Please recast the entries below as a numbered list, leaving out any blank lines.

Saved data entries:

══════════

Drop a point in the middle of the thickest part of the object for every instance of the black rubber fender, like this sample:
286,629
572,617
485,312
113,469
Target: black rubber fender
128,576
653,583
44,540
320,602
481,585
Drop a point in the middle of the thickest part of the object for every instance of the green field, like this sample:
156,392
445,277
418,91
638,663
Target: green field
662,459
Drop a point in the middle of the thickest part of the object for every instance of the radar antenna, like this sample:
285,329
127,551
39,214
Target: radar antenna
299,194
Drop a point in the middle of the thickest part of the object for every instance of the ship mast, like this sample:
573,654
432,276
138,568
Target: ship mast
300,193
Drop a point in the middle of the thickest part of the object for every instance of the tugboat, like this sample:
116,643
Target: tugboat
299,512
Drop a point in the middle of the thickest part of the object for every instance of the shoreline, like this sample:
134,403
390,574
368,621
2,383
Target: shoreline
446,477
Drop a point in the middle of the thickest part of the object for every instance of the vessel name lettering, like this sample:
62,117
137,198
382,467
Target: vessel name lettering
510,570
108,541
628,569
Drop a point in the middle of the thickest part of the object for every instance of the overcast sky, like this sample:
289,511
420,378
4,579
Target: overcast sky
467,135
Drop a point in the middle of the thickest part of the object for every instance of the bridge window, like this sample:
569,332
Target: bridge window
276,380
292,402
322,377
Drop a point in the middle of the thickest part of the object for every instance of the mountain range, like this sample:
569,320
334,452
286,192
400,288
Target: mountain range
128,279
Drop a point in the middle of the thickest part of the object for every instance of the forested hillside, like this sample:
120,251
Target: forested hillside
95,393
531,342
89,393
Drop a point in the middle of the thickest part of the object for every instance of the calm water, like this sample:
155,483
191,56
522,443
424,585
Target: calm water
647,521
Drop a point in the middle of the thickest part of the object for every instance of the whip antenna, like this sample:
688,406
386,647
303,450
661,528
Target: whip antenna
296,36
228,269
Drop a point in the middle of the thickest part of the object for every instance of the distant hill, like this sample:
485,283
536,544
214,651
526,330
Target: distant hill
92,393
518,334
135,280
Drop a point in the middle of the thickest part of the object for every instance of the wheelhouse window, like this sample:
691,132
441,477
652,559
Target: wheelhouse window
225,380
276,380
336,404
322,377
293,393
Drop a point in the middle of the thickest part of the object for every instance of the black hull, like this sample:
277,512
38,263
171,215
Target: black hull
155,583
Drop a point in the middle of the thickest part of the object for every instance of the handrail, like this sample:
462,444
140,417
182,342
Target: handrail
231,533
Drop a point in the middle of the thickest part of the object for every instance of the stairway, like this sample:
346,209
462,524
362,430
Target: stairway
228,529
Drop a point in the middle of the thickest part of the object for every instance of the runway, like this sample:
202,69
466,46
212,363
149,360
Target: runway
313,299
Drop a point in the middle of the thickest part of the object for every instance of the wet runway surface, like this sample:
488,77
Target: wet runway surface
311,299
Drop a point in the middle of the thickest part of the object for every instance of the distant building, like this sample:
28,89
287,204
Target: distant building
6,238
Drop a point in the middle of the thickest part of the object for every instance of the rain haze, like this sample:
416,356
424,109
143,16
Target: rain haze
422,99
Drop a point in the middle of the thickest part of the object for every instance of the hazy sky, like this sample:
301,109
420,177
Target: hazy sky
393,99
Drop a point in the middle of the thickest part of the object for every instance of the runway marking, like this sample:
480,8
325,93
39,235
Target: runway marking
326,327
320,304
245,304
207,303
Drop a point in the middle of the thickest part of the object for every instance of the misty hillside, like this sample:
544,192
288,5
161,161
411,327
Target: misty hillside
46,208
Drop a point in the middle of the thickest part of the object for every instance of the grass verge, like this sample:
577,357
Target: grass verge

══════════

SOLUTION FOR THIS PROBLEM >>
1. Drop a point in the middle of the thickest part of the object for every instance of the black rubber fender, like this sample:
2. 286,629
3. 572,617
4. 485,312
5. 113,469
6. Target: black rubber fender
7. 128,576
8. 653,583
9. 44,540
10. 320,602
11. 481,585
12. Drop a point in the middle of the thickest part of the object for every instance of the green field, like this sample:
13. 156,392
14. 445,277
15. 418,91
16. 638,663
17. Target: green field
18. 662,459
19. Drop a point in the middle of the thickest part of the object for every instance of the radar antenna, like this sample:
20. 285,329
21. 127,551
22. 39,214
23. Target: radar antenna
24. 299,194
25. Drop a point in the middle of the thickest part of the object for every instance of the ship mast, like this sample:
26. 573,654
27. 432,276
28. 138,568
29. Target: ship mast
30. 300,193
31. Drop a point in the middle of the thickest part of the object for every instance of the tugboat, like this sample:
32. 116,643
33. Target: tugboat
34. 299,512
35. Drop a point in the middle of the thickest part of the object for every instance of the shoreline, like this sample:
36. 134,403
37. 390,574
38. 368,621
39. 2,383
40. Target: shoreline
41. 446,477
42. Drop a point in the middle of the thickest part of the object for every instance of the vessel name lettering, like this sample:
43. 62,117
44. 137,198
45. 382,467
46. Target: vessel name lettering
47. 510,570
48. 108,541
49. 628,569
50. Drop a point in the middle of the thickest part of the object for every instance of the overcast sky, like this sample:
51. 289,511
52. 420,378
53. 4,579
54. Target: overcast sky
55. 467,135
56. Drop a point in the middle of the thickest part of the object for every instance of the bridge window, like this sample:
57. 569,332
58. Target: bridge window
59. 276,380
60. 292,402
61. 322,377
62. Drop a point in the middle of the thickest part of the object for every instance of the mountain range, like this sample:
63. 569,320
64. 334,452
65. 286,192
66. 400,288
67. Target: mountain range
68. 128,279
69. Drop a point in the middle of the thickest part of the object for every instance of the forested hillside, like this sample:
70. 120,251
71. Target: forested hillside
72. 95,393
73. 531,342
74. 89,393
75. Drop a point in the middle of the thickest part of the object for every instance of the calm water, like this sample:
76. 155,483
77. 191,56
78. 522,443
79. 424,585
80. Target: calm water
81. 647,521
82. Drop a point in the middle of the thickest part of the object for every instance of the whip antenna, like this sample:
83. 688,406
84. 386,647
85. 303,450
86. 661,528
87. Target: whip antenna
88. 296,36
89. 228,269
90. Drop a point in the middle of the thickest part of the object for every instance of the distant hill, like this sample:
91. 485,283
92. 536,544
93. 214,651
94. 526,330
95. Target: distant hill
96. 92,393
97. 518,334
98. 135,280
99. Drop a point in the middle of the thickest part of the object for every instance of the wheelhouse window, like this sample:
100. 691,132
101. 441,477
102. 652,559
103. Target: wheelhouse window
104. 225,380
105. 276,380
106. 336,404
107. 322,377
108. 293,393
109. Drop a point in the middle of the thickest part of the object for every instance of the black hull, like this sample:
110. 277,512
111. 38,263
112. 171,215
113. Target: black hull
114. 155,583
115. Drop a point in the middle of the thickest part of the object for every instance of the handrail, like this sample:
116. 462,444
117. 140,417
118. 182,342
119. Target: handrail
120. 231,533
121. Drop a point in the middle of the thickest part of the object for every instance of the stairway, like this sample:
122. 346,209
123. 462,524
124. 362,430
125. Target: stairway
126. 228,529
127. Drop a point in the middle of the thickest part of the object for every instance of the runway, like this sample:
128. 202,69
129. 466,46
130. 212,363
131. 149,360
132. Target: runway
133. 313,299
134. Drop a point in the middle of the thickest part of the object for every instance of the wet runway surface, like this sample:
135. 488,77
136. Target: wet runway surface
137. 311,299
138. Drop a point in the middle of the thickest part of the object for every instance of the distant building, like this sample:
139. 28,89
140. 287,204
141. Target: distant building
142. 6,238
143. Drop a point in the middle of the thickest part of the object for every instance of the rain haze, like this sample:
144. 416,356
145. 424,109
146. 143,16
147. Target: rain haze
148. 422,99
149. Drop a point in the middle of the thickest part of the object for every instance of the hazy sky, like this sample:
150. 301,109
151. 420,177
152. Target: hazy sky
153. 393,99
154. Drop a point in the middle of the thickest part of the object for every instance of the runway marking, like this sample:
155. 480,8
156. 325,93
157. 39,235
158. Target: runway marking
159. 326,327
160. 320,304
161. 245,304
162. 207,303
163. Drop a point in the middle of the thickest part of the object for every instance of the misty hillside, like this sample:
164. 544,192
165. 288,5
166. 161,161
167. 411,327
168. Target: misty hillside
169. 46,208
170. Drop a point in the middle of the thickest part of the object for every instance of the grass verge, like this sample:
171. 577,357
172. Target: grass verge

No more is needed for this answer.